PAGE TEXT —
'''

As more people experience how automation can improve outcomes, more people may come to envision bottom-up work redesigns of their own and thus contribute to a richer environment as we move into the fourth industrial revolution with cyber-physical systems, machine intelligence, and the like. To make this transition well, we need all the help we can get. I believe that doom and gloom job outcomes mentioned by some are more likely, the more top-down the process remains.

Training Wheels and Triggers

I see Ushur’s “drag and drop” approach to mapping customer interactions as training wheels and triggers for more people to effectively trace the process of their work. Research on job crafting shows that, without professional training in work design, people typically adjust work in narrow, repetitive ways. Templates can serve as triggers to seeing an opportunity for your particular setting. An intelligent drag-and-drop tool can offer support to developing the work process understanding we need before reinventing work with automation.

'''

EXERCISE TASKS —
- a) For each statement, say whether the passage on automation and work redesign agrees with it, answering yes or no and quoting the deciding words. (i) The writer expects doom-and-gloom job outcomes to grow more likely the longer the process stays top-down. (ii) Research on job crafting finds that people without professional training adjust their work in broad, varied ways. (iii) Ushur's approach to mapping customer interactions is described as "point and click."
- b) Retype word for word the part of the passage on automation and work redesign starting at "I see Ushur’s" and ending at "work with automation.".
- c) Write what comes next in the passage on automation and work redesign, picking up after its final sentence.

DATA ENTRIES —
'''

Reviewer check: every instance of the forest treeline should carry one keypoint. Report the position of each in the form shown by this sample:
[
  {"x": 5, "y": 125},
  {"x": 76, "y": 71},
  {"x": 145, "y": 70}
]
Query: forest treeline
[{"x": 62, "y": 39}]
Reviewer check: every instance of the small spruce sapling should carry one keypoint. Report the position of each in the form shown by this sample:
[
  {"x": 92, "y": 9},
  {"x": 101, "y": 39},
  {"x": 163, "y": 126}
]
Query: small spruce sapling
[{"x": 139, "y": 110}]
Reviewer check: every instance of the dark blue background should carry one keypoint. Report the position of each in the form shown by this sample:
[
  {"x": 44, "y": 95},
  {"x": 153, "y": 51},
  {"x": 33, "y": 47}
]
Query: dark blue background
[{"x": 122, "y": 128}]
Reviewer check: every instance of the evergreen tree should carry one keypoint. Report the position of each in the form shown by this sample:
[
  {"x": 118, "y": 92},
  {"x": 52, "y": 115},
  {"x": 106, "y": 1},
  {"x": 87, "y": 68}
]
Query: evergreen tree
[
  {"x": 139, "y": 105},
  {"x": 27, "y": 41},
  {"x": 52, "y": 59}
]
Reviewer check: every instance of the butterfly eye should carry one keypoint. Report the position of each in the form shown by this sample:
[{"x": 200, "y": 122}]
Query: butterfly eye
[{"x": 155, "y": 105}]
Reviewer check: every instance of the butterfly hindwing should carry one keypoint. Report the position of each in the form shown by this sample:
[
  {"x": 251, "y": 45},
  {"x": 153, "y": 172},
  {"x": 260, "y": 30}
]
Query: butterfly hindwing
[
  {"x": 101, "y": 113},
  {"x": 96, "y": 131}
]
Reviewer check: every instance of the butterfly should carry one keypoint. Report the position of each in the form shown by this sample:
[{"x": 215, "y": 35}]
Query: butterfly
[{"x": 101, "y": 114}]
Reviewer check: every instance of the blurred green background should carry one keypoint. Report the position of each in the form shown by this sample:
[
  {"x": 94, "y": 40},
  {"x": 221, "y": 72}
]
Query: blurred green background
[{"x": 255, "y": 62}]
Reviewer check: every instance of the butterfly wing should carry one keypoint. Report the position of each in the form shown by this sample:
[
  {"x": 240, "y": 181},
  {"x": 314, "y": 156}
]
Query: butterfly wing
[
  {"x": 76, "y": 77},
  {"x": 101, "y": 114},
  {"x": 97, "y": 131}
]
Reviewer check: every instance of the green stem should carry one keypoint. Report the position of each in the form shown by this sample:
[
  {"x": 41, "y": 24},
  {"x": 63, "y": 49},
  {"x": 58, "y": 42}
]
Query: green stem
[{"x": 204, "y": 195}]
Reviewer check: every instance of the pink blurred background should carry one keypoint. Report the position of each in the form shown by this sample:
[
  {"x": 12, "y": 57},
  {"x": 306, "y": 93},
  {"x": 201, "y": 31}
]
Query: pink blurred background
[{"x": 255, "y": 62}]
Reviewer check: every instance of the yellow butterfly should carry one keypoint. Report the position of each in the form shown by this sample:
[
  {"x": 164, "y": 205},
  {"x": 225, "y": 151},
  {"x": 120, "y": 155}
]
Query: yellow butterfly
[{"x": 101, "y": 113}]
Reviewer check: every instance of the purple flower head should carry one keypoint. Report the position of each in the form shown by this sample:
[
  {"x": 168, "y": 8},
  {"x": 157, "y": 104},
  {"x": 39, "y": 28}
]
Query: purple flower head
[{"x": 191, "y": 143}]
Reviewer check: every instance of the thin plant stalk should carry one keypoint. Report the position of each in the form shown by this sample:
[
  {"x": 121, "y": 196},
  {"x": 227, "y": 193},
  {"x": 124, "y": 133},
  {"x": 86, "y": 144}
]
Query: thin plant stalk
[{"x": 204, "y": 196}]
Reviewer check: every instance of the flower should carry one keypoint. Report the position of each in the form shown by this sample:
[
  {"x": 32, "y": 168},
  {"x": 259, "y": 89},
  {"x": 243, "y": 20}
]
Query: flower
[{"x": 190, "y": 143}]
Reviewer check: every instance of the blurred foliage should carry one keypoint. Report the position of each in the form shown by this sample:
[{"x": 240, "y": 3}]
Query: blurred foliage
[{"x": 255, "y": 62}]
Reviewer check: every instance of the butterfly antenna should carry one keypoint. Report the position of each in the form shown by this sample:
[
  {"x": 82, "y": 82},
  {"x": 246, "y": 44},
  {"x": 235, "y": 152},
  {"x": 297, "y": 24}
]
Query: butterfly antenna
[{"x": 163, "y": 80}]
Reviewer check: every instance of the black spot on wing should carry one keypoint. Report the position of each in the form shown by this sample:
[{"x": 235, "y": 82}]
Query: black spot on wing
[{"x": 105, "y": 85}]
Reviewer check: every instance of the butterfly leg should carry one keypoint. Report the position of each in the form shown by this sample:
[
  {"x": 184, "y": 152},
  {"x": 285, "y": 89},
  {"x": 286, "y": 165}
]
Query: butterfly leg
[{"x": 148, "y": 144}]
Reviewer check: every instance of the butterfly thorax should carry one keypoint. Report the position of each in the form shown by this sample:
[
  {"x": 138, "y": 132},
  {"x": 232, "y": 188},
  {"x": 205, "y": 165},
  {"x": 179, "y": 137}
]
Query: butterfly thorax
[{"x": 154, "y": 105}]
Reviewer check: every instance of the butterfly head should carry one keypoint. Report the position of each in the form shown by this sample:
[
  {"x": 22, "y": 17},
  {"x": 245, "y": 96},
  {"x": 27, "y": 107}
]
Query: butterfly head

'''

RESULTS FOR EACH TASK —
- a)
(i) Yes: "I believe that doom and gloom job outcomes mentioned by some are more likely, the more top-down the process remains."
(ii) No: "people typically adjust work in narrow, repetitive ways."
(iii) No: "Ushur’s “drag and drop” approach to mapping customer interactions"

- b)
I see Ushur’s “drag and drop” approach to mapping customer interactions as training wheels and triggers for more people to effectively trace the process of their work. Research on job crafting shows that, without professional training in work design, people typically adjust work in narrow, repetitive ways. Templates can serve as triggers to seeing an opportunity for your particular setting. An intelligent drag-and-drop tool can offer support to developing the work process understanding we need before reinventing work with automation.

- c)
Used with permission

Used with permission

Talent, Technology, and Technique: Building Acceptance of Text-Based Interactions

Another focus of mine is how to help people “Think in 4T.” That is, how we help people understand that our outcomes are multidimensional -- we need to have a target and then work towards that target through integrations with our talent, technology, and technique. One of the first questions I asked Simha was whether he thought the growing use of texting in our personal lives was helping in the adoption of text-based interactions with customers (a shift across talent, technology, and technique). “Spot on,” was his answer. People are texting more in general, and the text-based approach can help with human and computer understanding given you don’t have to work with different accents or audio barriers. Ushur can support 60 languages in text (voice-based assistants: Siri 21 languages, Google Home 7, Alexa 7).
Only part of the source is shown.